━━━━━ Dataset rows ━━━━━

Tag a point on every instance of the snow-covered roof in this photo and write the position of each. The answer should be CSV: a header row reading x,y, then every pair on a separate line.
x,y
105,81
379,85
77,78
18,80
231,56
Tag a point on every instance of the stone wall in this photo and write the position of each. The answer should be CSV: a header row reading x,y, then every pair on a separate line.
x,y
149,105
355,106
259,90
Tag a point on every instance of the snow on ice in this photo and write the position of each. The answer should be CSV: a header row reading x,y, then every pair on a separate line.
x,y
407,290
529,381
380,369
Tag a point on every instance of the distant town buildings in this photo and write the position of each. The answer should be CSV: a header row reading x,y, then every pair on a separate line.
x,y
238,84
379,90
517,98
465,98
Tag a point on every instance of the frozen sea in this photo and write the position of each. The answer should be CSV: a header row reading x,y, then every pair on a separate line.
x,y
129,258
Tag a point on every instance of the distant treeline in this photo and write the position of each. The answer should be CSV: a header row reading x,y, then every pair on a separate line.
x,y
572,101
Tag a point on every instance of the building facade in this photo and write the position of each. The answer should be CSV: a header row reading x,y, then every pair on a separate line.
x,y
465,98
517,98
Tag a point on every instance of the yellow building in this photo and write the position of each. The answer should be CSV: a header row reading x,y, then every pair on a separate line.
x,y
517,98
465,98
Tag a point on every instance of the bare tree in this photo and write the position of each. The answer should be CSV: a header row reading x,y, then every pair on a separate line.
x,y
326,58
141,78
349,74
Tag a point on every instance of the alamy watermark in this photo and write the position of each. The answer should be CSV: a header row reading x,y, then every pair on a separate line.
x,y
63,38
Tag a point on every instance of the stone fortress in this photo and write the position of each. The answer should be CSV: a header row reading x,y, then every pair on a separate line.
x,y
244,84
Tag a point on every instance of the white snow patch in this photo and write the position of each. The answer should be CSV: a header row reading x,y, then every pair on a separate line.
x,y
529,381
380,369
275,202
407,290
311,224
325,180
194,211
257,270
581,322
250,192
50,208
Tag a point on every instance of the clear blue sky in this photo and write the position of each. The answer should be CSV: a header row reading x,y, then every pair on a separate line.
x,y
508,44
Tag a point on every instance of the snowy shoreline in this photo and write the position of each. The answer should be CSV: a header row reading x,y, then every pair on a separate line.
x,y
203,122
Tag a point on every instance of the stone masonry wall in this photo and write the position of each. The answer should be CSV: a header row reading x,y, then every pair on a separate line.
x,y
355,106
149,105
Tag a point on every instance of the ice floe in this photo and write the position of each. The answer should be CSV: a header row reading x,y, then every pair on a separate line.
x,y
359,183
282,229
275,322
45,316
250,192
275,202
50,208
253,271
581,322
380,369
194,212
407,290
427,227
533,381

━━━━━

**Challenge**
Starting with the line that contains "Tag a point on every instance of the snowy", print each line through the last one in the listing. Include both end lines and add nothing.

**Output of the exercise**
Tag a point on every instance of the snowy shoreline in this photo and write the position of each. The answer should be CSV: a header row reading x,y, then every pair on a separate line.
x,y
203,122
Tag a point on every instance of the stone masonry wall in this photo and write the position of each. The answer should be CSV: a header row reading x,y, then every pair on a separate line.
x,y
355,106
149,105
Tag a point on every instance of the ice floe in this photo and write the position of each. The answer should be CSV: a header row reading x,y, then every pair on a separate line.
x,y
359,183
282,229
275,322
45,316
250,192
275,202
50,208
253,271
581,322
380,369
194,212
407,290
427,227
533,381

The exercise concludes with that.